● **REQUIRED ACTION 1**
Write out the news report on the catheter death word for word, from "Man died after" to "inquest on Monday.".
● **REQUIRED ACTION 2**
Extend the news report on the catheter death, picking up right after its final sentence.

● **TEXT PASSAGE**
Man died after catheter procedure led to bowel perforation
Coroner returns verdict of medical misadventure in case with ‘three months of torture’
Dominic Fallon, of Kiltrustran, Strokestown, Co Roscommon - who was admitted to Sligo University Hospital the day after a catheterisation procedure - died there 90 days later, coroner Eamon MacGowan heard. File photograph: Getty Images
A 79-year-old man died “after three months of torture” following a day procedure to have a catheter inserted at University College Hospital Galway, his wife told an inquest on Monday.
Sligo Coroner’s Court heard the man’s bowel was perforated during the procedure in February 2012.
Bridie Fallon said that on the morning of the procedure, her husband was asked if doctors could insert a catheter if there was no blockage.
After the procedure, they learned that the catheter had been inserted.

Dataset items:

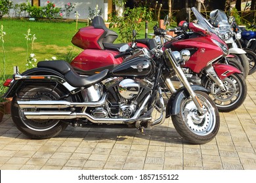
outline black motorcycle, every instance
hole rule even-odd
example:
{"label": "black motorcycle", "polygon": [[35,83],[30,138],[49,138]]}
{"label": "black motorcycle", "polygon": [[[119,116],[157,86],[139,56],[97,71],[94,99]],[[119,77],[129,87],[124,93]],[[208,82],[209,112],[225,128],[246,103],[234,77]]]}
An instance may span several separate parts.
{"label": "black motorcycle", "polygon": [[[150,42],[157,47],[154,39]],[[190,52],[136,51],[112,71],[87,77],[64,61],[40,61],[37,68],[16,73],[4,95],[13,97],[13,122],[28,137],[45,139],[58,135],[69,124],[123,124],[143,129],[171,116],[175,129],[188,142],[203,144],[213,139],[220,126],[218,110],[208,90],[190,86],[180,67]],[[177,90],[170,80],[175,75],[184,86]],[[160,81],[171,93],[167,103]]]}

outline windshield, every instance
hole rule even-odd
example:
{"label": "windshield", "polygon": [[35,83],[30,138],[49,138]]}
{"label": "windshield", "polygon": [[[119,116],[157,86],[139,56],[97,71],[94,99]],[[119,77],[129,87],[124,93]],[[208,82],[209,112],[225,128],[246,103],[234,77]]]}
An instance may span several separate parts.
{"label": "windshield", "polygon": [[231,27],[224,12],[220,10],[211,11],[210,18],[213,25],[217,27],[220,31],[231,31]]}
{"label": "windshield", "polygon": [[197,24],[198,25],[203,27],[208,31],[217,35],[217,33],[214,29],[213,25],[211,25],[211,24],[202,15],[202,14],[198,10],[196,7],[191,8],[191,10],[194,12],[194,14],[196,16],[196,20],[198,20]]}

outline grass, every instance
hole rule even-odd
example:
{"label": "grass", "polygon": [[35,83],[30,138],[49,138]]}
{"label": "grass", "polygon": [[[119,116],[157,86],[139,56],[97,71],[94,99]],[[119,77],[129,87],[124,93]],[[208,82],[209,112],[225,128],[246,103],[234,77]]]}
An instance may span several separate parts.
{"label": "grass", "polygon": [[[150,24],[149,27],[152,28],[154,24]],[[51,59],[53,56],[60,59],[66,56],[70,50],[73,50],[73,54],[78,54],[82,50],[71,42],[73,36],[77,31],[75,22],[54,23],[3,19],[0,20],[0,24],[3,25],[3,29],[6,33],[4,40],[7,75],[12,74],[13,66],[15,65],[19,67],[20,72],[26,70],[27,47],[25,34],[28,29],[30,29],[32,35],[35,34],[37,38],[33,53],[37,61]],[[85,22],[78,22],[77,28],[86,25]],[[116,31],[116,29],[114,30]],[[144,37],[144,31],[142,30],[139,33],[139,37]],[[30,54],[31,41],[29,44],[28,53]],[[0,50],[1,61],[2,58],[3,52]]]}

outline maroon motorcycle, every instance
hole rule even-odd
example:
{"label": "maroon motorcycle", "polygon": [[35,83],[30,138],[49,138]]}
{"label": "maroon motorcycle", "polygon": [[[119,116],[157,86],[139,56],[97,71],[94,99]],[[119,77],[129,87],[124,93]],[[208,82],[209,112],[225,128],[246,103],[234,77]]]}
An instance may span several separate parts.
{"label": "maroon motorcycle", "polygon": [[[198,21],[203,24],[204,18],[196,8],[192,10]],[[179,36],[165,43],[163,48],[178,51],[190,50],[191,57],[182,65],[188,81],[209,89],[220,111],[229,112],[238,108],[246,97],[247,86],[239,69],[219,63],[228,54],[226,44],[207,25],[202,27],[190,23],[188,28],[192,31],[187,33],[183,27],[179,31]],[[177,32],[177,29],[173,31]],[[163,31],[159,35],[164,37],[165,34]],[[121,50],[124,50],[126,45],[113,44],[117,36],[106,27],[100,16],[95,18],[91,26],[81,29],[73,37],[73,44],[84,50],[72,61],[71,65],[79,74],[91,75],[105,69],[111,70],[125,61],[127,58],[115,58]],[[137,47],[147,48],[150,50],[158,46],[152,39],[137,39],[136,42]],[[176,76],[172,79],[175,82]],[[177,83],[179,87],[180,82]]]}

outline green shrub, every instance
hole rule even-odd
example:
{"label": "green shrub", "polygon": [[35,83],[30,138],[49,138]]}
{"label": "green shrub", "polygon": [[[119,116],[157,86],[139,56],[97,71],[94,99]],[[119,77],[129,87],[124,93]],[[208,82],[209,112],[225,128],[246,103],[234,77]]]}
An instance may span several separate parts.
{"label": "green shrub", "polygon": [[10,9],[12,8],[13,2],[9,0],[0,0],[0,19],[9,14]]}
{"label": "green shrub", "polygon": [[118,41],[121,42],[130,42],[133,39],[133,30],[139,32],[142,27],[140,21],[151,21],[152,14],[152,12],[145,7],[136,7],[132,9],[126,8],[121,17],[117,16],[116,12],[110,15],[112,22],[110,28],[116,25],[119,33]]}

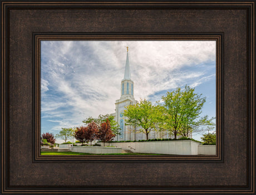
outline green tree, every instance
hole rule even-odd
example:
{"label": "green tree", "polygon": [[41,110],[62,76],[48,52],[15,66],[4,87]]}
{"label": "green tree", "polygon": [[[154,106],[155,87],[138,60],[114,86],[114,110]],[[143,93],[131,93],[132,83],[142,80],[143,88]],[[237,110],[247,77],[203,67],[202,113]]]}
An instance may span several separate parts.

● **TASK ANSWER 1**
Man died after catheter procedure led to bowel perforation
Coroner returns verdict of medical misadventure in case with ‘three months of torture’
Dominic Fallon, of Kiltrustran, Strokestown, Co Roscommon - who was admitted to Sligo University Hospital the day after a catheterisation procedure - died there 90 days later, coroner Eamon MacGowan heard. File photograph: Getty Images
A 79-year-old man died “after three months of torture” following a day procedure to have a catheter inserted at University College Hospital Galway, his wife told an inquest on Monday.

● **TASK ANSWER 2**
Mr Fallon was told to come back eight weeks later for a check-up, but that night experienced pain and vomiting and was brought by ambulance to Sligo hospital. Ms Fallon said they knew immediately in the hospital in Sligo that his bowel was perforated.
Consultant urological surgeon Killian Walsh said in a statement that Mr Fallon had been referred to him in August 2011 by his GP, after another surgeon, Patrick O’Malley from the Galway clinic, had recommended a supra-pubic catheterisation. Mr Fallon had wanted a second opinion.
Beyond reasonable doubt
Mr Walsh said it was beyond reasonable doubt that the bowel had been perforated during the insertion of the catheter.
Surgery was carried out to repair the bowel and the catheter was secured.
Mr Fallon remained critically ill and on April 18th, 2012, he suffered a cardiac arrest.
Mr MacGowan returned a verdict of medical misadventure.
He found the cause of death was right-sided heart failure due to chronic obstructive pulmonary disease based on perforation of the bowel.